Task objective:
Filter this listing down to the lines that contain the word "bench", and copy them.

Data records:
--------------------------------------------------
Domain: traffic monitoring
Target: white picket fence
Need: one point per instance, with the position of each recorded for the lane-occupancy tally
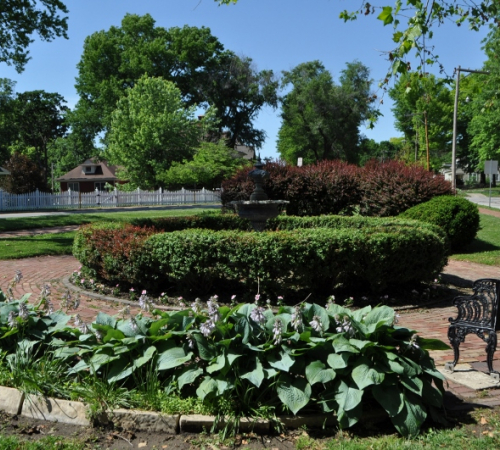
--------------------------------------------------
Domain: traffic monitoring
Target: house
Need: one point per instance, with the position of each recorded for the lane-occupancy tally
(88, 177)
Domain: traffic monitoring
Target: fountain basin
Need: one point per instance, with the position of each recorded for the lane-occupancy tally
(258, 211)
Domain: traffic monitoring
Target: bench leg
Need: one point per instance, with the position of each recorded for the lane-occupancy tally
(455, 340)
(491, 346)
--------------------------------------------------
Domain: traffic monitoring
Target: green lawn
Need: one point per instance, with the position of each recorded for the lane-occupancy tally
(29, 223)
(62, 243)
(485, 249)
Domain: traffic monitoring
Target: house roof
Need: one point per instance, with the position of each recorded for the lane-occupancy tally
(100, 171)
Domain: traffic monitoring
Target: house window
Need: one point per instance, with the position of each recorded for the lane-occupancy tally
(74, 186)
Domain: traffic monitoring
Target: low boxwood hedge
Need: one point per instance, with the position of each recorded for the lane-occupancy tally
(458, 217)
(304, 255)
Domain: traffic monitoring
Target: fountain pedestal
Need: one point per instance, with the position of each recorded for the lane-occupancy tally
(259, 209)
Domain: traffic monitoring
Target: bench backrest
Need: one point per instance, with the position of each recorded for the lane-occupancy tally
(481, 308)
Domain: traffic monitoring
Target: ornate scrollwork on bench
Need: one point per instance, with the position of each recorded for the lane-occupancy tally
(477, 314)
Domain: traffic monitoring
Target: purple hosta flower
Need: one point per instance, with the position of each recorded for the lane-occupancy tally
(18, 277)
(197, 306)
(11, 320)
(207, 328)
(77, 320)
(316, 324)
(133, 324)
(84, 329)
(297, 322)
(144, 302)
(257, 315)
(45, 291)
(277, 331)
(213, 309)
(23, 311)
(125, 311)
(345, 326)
--------------------------------------------------
Exercise solution:
Target: bench leg
Target: bench backrest
Target: ornate scrollwork on bench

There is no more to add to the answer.